PROVIDED TEXT:
PREMENSTRUAL SYNDROME (PMS)

This collection of mental, physical and emotional syndromes occurs in about a third of all women of child-bearing age. More than a hundred signs and symptoms have been reported in the medical literature but this very woolliness has made many men suspicious of the whole subject.

To those women who suffer from PMS things are all too real. The most common complaints are anxiety, nervous tension, and mood swings, irritability, weight gain, breast tenderness, and headaches. Some women are depressed and a few actually suicidal. A loss of sex drive is not at all uncommon either.

It is not known what causes PMS but hormone changes are thought to be responsible. Whether these changes are made worse by nutritional deficiences as a result of a poor diet is open to debate but clinical experience shows that this is likely to be true, if only because so many women greatly improve or are completely cured by taking the right nutritional supplements.

Most women with PMS say that it gets worse as they age, as they have more babies, if they are under stress, if they are worried, and if they do little physical activity.

DATASET CONTENT:

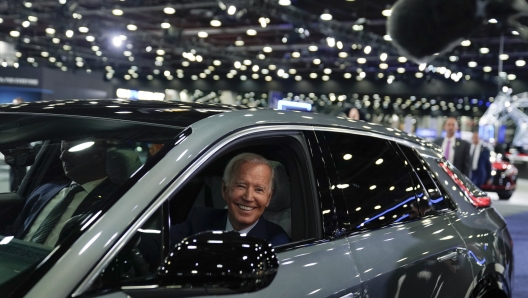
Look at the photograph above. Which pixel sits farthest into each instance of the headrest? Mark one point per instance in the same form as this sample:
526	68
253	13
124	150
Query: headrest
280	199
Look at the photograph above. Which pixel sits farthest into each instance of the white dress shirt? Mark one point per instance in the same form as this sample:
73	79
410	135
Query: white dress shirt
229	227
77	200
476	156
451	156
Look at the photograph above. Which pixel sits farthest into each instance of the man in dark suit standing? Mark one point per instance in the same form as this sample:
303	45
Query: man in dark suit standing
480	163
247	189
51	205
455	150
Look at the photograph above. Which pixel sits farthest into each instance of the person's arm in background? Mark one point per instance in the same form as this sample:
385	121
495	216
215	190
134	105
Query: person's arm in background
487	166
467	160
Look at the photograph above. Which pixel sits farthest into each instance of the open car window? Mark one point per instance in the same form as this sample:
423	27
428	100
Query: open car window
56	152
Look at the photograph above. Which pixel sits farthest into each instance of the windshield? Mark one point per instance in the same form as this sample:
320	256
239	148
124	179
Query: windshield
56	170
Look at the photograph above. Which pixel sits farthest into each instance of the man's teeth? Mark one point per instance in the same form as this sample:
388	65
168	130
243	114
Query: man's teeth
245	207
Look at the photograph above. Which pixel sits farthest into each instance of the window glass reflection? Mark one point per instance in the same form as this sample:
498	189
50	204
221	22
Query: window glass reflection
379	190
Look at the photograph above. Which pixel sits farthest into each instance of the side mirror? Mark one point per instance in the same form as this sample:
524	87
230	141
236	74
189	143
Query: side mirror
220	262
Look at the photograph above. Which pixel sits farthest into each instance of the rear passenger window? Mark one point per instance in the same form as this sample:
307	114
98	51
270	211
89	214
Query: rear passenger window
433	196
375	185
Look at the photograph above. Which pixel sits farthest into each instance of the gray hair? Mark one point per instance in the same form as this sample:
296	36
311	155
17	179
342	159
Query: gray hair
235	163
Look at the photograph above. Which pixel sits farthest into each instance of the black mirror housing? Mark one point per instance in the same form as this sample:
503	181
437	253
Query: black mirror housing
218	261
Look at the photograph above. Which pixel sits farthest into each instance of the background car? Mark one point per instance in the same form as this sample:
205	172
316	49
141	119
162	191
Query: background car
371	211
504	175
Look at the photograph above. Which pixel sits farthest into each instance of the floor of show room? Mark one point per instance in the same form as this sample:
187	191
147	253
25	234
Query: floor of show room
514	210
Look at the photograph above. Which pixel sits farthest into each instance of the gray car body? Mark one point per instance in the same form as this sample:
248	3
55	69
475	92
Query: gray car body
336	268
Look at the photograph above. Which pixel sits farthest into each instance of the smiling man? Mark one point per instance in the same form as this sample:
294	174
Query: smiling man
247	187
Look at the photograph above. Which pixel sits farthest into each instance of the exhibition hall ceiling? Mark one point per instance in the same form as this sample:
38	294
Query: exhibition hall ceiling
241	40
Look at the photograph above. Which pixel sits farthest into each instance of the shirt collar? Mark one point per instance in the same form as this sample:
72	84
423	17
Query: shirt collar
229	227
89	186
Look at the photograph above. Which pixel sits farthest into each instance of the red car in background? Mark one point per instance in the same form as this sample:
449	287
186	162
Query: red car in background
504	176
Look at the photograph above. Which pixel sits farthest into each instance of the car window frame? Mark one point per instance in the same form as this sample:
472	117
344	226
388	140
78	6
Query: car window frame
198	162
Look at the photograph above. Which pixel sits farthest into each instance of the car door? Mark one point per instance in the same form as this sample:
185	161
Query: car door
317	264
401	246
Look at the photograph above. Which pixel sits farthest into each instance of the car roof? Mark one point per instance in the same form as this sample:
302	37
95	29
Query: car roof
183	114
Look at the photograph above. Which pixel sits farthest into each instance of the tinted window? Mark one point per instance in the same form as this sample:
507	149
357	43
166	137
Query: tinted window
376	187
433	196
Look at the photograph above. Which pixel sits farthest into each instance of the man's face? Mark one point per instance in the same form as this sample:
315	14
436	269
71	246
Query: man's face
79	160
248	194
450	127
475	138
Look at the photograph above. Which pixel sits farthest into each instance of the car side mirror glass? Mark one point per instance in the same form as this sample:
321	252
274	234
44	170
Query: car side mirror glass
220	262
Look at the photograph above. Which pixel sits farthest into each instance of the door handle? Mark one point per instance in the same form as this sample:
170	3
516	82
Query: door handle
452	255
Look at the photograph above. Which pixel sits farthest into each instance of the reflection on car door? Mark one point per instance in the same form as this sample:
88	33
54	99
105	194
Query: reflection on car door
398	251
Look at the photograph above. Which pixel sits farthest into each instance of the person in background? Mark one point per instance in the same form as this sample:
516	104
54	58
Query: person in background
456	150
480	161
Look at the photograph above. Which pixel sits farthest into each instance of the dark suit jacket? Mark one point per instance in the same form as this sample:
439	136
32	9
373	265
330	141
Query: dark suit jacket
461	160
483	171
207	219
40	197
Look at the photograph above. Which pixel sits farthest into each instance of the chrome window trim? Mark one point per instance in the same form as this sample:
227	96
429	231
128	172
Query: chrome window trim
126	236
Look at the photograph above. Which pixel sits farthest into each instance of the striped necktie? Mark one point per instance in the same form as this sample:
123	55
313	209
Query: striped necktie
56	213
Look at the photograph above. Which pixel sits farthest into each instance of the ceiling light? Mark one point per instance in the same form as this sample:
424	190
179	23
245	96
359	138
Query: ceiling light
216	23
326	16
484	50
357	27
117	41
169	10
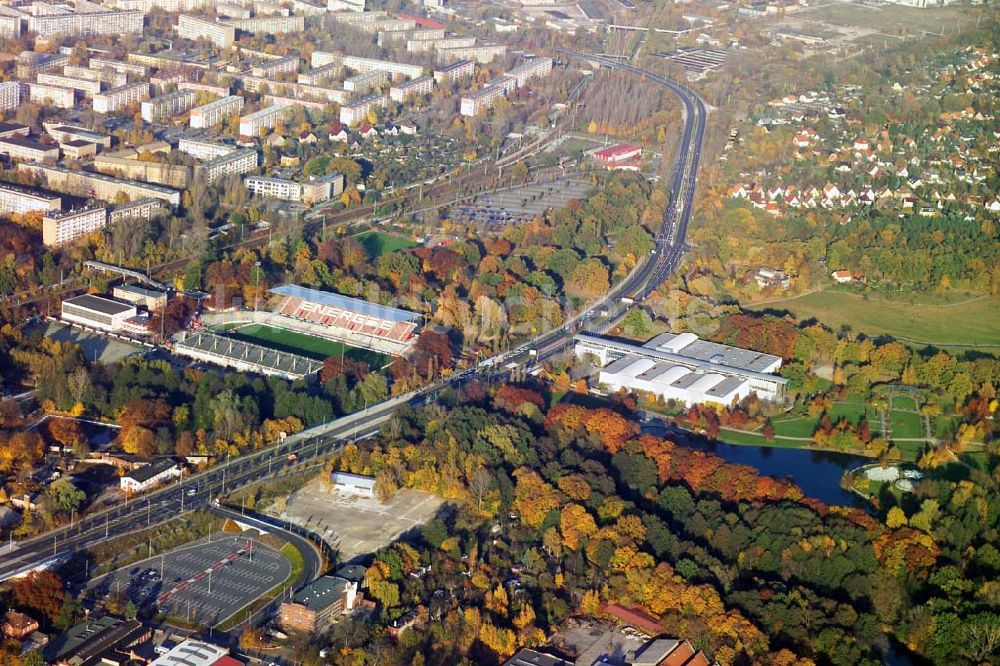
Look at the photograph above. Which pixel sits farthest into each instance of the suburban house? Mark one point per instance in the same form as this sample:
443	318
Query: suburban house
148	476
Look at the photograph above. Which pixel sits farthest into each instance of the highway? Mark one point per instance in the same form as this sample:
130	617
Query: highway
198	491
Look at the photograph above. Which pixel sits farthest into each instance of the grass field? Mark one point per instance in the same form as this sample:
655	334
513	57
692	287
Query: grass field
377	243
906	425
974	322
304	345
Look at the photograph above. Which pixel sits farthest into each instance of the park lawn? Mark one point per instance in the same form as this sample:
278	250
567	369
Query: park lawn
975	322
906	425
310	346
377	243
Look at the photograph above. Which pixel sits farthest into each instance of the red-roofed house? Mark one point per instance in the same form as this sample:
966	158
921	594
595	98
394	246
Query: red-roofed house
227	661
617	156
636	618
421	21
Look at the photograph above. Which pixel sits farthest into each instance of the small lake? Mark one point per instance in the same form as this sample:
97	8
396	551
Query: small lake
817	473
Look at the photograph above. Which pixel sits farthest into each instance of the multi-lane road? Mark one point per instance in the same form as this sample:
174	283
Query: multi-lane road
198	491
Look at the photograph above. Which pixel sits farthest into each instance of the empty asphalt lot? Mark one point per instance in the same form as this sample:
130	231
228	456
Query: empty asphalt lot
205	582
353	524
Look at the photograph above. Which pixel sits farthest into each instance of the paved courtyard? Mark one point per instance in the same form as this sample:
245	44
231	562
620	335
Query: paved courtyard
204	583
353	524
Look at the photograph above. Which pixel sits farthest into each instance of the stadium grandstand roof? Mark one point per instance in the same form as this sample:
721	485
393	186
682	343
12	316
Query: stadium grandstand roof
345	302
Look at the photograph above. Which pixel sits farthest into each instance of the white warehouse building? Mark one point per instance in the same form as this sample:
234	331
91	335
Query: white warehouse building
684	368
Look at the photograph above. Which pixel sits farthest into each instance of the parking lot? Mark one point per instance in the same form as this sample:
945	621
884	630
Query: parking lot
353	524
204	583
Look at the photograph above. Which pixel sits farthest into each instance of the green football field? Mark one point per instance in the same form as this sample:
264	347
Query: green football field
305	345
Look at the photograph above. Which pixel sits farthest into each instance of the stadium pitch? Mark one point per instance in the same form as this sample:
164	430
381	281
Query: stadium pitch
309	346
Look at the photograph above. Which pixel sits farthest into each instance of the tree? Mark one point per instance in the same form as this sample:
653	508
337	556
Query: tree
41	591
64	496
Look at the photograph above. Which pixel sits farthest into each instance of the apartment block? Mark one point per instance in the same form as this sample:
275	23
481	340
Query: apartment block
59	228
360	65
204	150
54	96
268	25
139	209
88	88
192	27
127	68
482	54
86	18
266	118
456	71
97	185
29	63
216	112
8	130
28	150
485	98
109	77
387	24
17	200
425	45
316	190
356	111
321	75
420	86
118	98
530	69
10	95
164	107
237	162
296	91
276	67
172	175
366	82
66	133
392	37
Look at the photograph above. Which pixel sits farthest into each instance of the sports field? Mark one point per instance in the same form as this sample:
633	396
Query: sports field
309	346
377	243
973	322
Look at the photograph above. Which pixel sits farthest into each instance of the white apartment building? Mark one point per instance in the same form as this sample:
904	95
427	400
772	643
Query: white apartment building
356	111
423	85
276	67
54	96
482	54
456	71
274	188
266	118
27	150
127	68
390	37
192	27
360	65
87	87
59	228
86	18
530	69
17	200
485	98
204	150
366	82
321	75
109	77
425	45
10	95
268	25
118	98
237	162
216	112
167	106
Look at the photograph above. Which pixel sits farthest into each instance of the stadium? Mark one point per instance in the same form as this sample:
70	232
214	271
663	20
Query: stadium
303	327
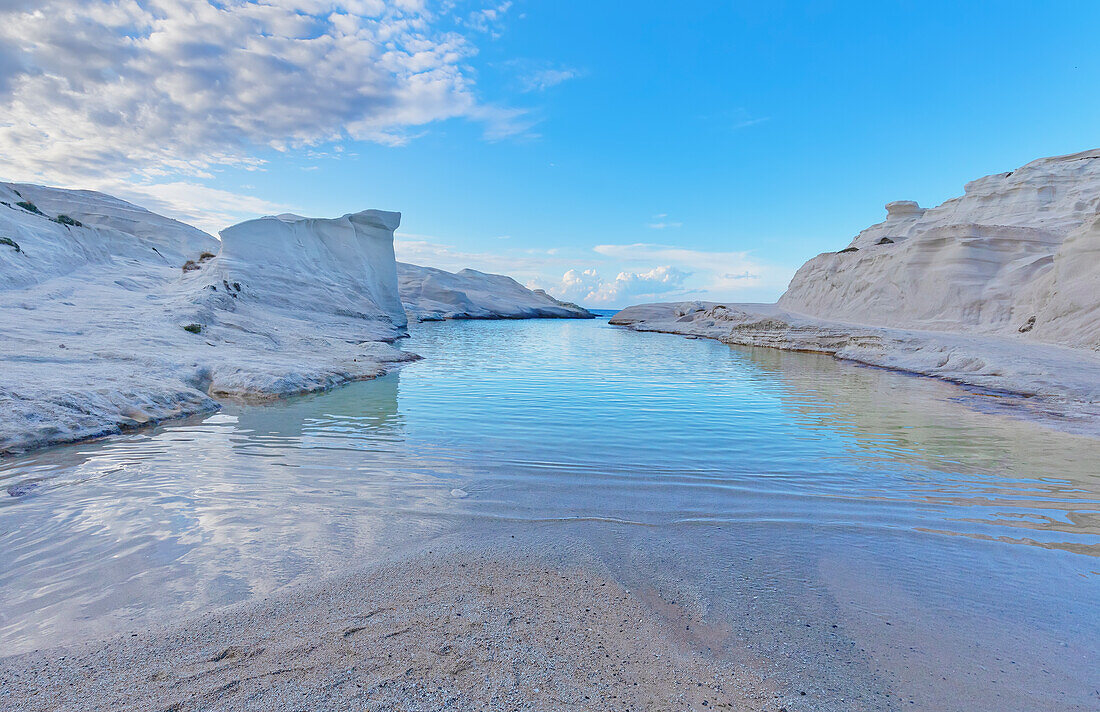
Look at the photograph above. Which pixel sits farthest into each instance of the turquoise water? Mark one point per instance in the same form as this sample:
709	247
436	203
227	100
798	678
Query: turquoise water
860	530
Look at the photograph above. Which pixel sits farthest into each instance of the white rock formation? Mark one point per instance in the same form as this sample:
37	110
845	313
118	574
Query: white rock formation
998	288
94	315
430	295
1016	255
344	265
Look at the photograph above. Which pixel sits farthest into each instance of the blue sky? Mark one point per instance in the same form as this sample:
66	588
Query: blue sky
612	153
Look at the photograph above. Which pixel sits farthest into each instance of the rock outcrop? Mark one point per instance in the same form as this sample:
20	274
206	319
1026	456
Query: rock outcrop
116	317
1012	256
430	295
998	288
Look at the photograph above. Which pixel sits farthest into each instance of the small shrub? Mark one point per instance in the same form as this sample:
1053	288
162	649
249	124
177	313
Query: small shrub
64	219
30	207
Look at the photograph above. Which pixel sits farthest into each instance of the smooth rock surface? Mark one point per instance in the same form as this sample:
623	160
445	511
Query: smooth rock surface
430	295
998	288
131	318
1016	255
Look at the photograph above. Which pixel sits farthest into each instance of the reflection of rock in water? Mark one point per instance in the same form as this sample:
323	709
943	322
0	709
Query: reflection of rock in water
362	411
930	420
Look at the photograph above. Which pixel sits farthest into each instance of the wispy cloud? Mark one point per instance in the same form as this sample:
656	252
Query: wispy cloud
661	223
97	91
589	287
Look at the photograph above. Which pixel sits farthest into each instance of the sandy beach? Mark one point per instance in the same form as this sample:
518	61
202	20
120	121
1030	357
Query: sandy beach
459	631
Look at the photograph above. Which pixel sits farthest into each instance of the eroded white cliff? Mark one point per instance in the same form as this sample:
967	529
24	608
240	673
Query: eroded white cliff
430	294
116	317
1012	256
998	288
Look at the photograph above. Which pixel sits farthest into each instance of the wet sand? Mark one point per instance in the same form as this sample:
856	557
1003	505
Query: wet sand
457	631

TASKS TO CARRY OUT:
• A. According to the premenstrual syndrome text, roughly what proportion of women of child-bearing age experience PMS?
• B. In the premenstrual syndrome text, replace "mood swings" with "emotional ups and downs" throughout the passage starting at "This collection of" and ending at "all uncommon either.", and give that passage with the change.
• C. Write the next part of the premenstrual syndrome text, picking up after its final sentence.
The entries come from a separate source.

ANSWERS FOR EACH ITEM:
• A. About a third of them.

• B.
This collection of mental, physical and emotional syndromes occurs in about a third of all women of child-bearing age. More than a hundred signs and symptoms have been reported in the medical literature but this very woolliness has made many men suspicious of the whole subject.

To those women who suffer from PMS things are all too real. The most common complaints are anxiety, nervous tension, and emotional ups and downs, irritability, weight gain, breast tenderness, and headaches. Some women are depressed and a few actually suicidal. A loss of sex drive is not at all uncommon either.

• C.
If you are a sufferer, try keeping a PMS diary, noting down your signs and symptoms month by month. This can help your partner and your family to understand what is happening.

Find a PMS club or group where you can share experiences.

Keep a note on the family calendar so that they can see at a glance that it is a time for them to be more understanding.

Try the following self-help methods for the ten days before a period, stop smoking; drink no alcohol; stop adding salt to your food; cut right down on tea and coffee, eat six small meals a day rather than three ordinary ones; take evening primrose oil as directed on the pack; eat brewer’s yeast tablets as directed on the pack; take some daily exercise, preferably out of doors; and try to cut down the stress in your life.